- Work task: Starting at the line that contains "Target = yellow dried leaf", repeat each line exactly through the last line of the listing, and repeat nothing else.

--- START ---

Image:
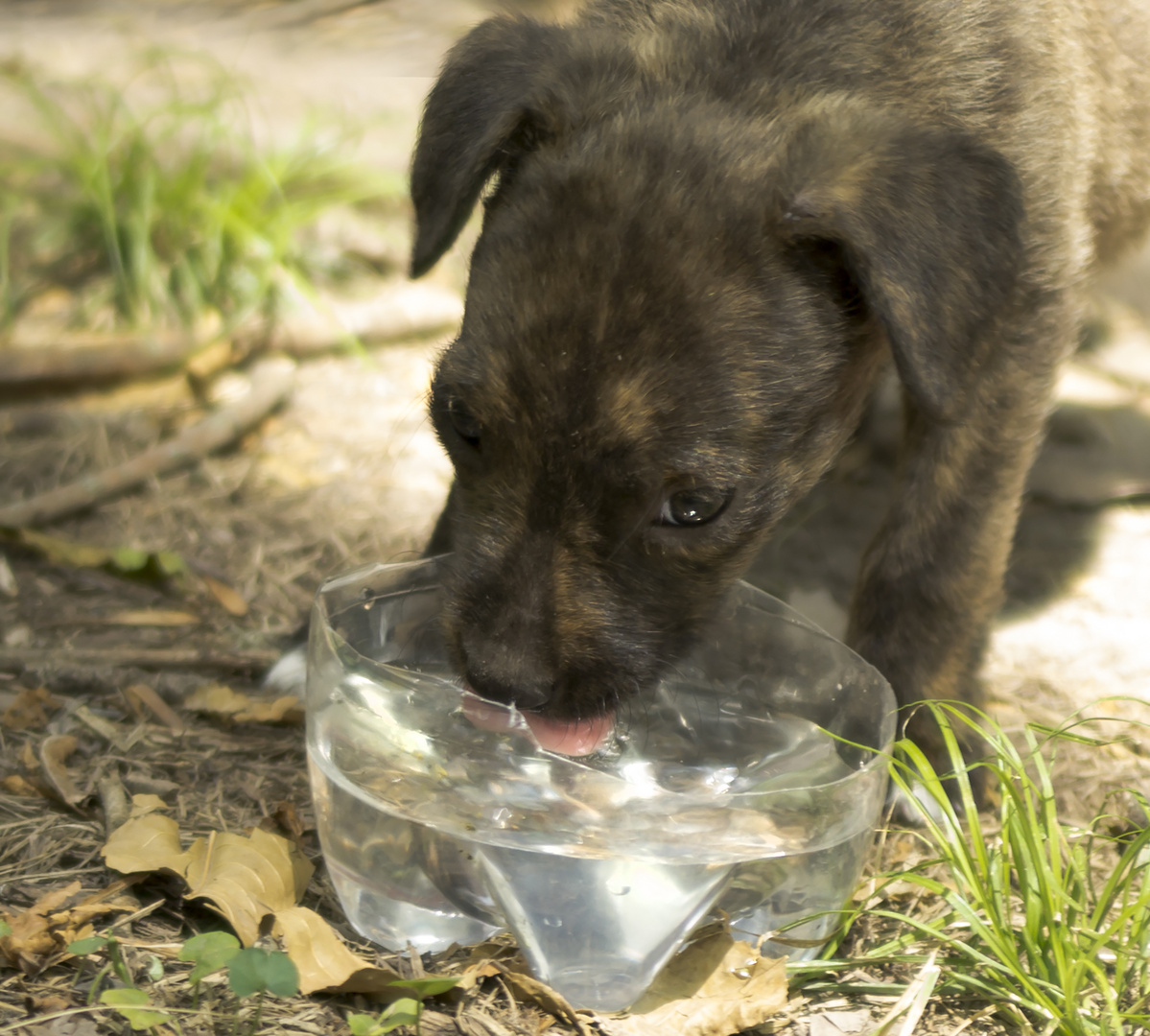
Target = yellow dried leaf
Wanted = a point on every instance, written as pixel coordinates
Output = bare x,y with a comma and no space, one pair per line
285,710
223,700
228,598
31,944
322,959
217,698
145,804
716,987
16,785
247,878
152,617
145,699
54,753
30,711
146,842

--- END ---

- The answer:
Target = yellow dried leaf
Wanted = a point on every instance, written as pixel coordinates
Output = bare x,y with a comma and no space, one pair per line
285,710
223,700
228,598
31,944
322,959
217,698
145,804
716,987
16,785
247,878
152,617
145,699
54,753
30,711
146,842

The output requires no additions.